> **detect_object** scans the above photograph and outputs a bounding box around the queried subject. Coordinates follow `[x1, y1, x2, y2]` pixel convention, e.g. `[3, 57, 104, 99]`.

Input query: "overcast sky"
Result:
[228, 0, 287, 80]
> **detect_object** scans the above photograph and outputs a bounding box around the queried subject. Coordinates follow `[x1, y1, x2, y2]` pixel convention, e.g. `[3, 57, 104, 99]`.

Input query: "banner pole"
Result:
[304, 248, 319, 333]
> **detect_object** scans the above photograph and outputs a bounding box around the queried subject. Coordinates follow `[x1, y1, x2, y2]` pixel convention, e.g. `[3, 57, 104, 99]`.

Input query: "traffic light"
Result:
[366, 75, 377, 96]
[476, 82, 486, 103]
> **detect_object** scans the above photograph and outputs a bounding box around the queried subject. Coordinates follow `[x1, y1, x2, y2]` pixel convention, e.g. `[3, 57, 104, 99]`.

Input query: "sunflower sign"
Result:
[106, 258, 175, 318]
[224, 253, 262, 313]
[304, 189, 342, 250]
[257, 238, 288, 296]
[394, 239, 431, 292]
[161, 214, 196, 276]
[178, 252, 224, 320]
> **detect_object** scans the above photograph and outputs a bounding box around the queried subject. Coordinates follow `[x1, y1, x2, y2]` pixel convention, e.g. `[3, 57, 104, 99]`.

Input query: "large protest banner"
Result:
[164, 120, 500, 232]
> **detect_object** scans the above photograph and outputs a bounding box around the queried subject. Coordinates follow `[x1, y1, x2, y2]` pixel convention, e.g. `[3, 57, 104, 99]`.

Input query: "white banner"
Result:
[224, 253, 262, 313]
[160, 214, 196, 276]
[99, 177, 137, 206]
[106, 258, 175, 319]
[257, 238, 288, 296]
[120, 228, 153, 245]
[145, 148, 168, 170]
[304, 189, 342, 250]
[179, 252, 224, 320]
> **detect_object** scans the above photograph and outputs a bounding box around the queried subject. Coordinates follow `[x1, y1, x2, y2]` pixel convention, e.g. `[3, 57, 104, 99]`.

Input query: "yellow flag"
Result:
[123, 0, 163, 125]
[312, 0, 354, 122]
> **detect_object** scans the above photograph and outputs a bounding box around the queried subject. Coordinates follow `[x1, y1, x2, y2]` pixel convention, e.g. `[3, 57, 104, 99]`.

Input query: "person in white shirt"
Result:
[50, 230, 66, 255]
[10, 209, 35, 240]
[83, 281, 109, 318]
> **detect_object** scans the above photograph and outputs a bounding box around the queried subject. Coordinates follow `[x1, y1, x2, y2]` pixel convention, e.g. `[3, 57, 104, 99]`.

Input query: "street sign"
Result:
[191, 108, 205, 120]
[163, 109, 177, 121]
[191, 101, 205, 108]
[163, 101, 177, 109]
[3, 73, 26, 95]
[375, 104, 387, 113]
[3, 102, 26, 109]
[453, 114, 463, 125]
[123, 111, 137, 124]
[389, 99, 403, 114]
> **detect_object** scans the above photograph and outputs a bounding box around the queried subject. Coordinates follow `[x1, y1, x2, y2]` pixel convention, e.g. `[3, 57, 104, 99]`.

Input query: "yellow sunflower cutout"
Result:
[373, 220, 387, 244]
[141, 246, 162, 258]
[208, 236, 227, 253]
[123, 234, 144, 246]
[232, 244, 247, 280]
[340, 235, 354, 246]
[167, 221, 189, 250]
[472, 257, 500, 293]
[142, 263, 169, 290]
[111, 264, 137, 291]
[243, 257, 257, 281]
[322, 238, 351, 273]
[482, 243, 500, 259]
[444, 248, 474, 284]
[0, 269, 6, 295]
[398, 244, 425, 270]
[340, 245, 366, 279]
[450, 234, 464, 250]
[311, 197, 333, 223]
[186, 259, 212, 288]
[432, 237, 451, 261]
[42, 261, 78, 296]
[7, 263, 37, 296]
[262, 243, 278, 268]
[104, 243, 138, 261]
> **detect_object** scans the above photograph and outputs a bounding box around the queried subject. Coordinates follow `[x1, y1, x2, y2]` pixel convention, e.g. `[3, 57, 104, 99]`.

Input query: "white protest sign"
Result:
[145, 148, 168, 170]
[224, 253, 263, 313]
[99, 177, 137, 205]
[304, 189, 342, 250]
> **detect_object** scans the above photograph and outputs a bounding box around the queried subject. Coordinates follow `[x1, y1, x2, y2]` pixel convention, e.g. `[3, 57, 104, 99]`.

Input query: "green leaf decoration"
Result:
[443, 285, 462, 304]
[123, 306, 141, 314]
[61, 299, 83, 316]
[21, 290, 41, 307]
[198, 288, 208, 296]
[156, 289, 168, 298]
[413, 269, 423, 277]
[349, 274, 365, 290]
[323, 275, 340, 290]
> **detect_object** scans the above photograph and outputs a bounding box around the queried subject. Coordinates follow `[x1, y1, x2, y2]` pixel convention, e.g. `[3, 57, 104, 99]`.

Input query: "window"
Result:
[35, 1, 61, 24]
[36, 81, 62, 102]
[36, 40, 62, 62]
————————
■ What the exercise asks: Print every one of the records above again, character for character, without changing anything.

■ Completed exercise:
> **detect_object** scans the above photograph and outputs a bounding box around the queried subject. Coordinates follow `[x1, y1, x2, y2]` pixel convention, e.g. `[3, 57, 104, 99]`.

Input query: "overcast sky"
Result:
[228, 0, 287, 80]
> **detect_object** scans the above photograph and outputs a bounding box around the queried subject. Coordinates follow `[x1, y1, x2, y2]` pixel convention, e.g. `[3, 57, 104, 99]`.

Input query: "banner pole"
Result:
[304, 248, 319, 333]
> **detect_object** scans the above photograph and outputs a bounding box around the queried subject. Coordinates follow `[x1, y1, x2, y2]` pixel convention, e.g. `[3, 57, 104, 99]`.

Input query: "traffic light"
Result:
[366, 75, 377, 96]
[476, 82, 486, 103]
> **detect_object** scans the above photograph and outputs a bounding box around the queried subject. Coordinates follow `[x1, y1, x2, y2]` pixel convention, e.g. `[3, 57, 104, 99]`.

Input query: "sunflower sign"
Result:
[106, 258, 175, 318]
[224, 253, 262, 313]
[304, 189, 342, 250]
[257, 238, 288, 296]
[394, 239, 431, 292]
[161, 214, 196, 276]
[178, 252, 224, 320]
> **detect_object** scans the above photograph and outputs a bounding box around the queried subject. Coordinates follow `[x1, y1, x2, y2]` pixel convention, e.g. `[3, 57, 104, 99]`.

Input query: "large protest banner"
Result:
[164, 120, 500, 232]
> **detect_object** scans the above photograph and outputs a bounding box around the queried subject. Coordinates follow `[x1, y1, x2, y2]` pixel convention, e.g. `[3, 57, 104, 99]`.

Input query: "white banner"
Result:
[224, 253, 262, 313]
[160, 214, 196, 276]
[99, 177, 137, 206]
[106, 258, 175, 319]
[257, 238, 288, 296]
[120, 228, 153, 245]
[145, 148, 168, 170]
[304, 189, 342, 250]
[179, 252, 224, 320]
> **detect_object** scans the above photograph and outputs a bounding box around the queried subject. Coordinates follow `[x1, y1, x2, y2]` pixel convention, e.g. `[3, 57, 104, 99]`.

Input query: "yellow flag"
Result:
[123, 0, 163, 125]
[312, 0, 354, 122]
> **detect_object** scans the above photograph and outputs a bounding box around the queried subject. Coordinates follow `[x1, y1, x2, y2]` pixel convention, e.g. `[3, 57, 104, 99]`.

Input query: "person in white shirt"
Result:
[50, 230, 66, 255]
[10, 209, 35, 240]
[83, 281, 109, 318]
> **detect_object** scans the above photograph and outputs a bounding box around the queried subject. Coordinates follow `[x1, y1, x2, y2]` pixel convention, e.g. `[3, 57, 104, 99]`.

Input query: "street sign"
Result:
[191, 108, 205, 120]
[163, 109, 177, 121]
[191, 101, 205, 108]
[163, 101, 177, 109]
[3, 73, 26, 95]
[375, 104, 387, 113]
[3, 102, 26, 109]
[453, 114, 463, 125]
[123, 111, 137, 124]
[389, 99, 403, 114]
> **detect_object** scans the above photograph and outputs a bounding box around the queried subject. Coordinates follow `[x1, y1, x2, y2]` pixel convention, e.g. `[3, 57, 104, 99]`.

Input query: "yellow sunflower cutout"
Result:
[373, 220, 387, 244]
[141, 246, 162, 258]
[208, 236, 227, 253]
[123, 234, 144, 246]
[232, 244, 247, 280]
[340, 235, 354, 246]
[167, 221, 189, 250]
[472, 257, 500, 293]
[142, 263, 169, 290]
[111, 264, 137, 291]
[243, 257, 257, 281]
[322, 238, 351, 273]
[482, 243, 500, 259]
[444, 248, 474, 284]
[0, 269, 6, 295]
[398, 244, 425, 270]
[340, 245, 366, 279]
[450, 234, 464, 250]
[311, 197, 333, 223]
[186, 259, 212, 288]
[432, 237, 451, 261]
[42, 261, 78, 296]
[7, 263, 37, 296]
[262, 243, 278, 268]
[104, 243, 138, 261]
> **detect_object** scans the above photograph and outputs a bounding box around the queried subject. Coordinates follow `[x1, y1, x2, y2]` pixel convention, e.g. `[3, 57, 104, 99]`.

Input query: "white protest sign"
Result:
[145, 148, 168, 170]
[224, 253, 263, 313]
[99, 177, 137, 205]
[304, 189, 342, 250]
> **detect_object** scans the above photograph and outputs a bounding box around the queried subject. Coordinates follow `[x1, y1, x2, y2]` pixel convention, e.g. `[3, 57, 104, 99]`.

Input query: "green leaf decoration"
Result:
[443, 285, 462, 304]
[123, 306, 141, 314]
[61, 299, 83, 316]
[21, 290, 41, 307]
[198, 288, 208, 296]
[156, 289, 168, 298]
[413, 269, 423, 277]
[349, 274, 365, 290]
[323, 275, 340, 290]
> **detect_object** scans the above photograph and outputs a bounding box around the queried subject. Coordinates follow `[x1, y1, x2, y2]` pixel convention, e.g. `[3, 57, 104, 99]`.

Input query: "window"
Result:
[35, 1, 61, 24]
[36, 81, 62, 102]
[36, 40, 62, 62]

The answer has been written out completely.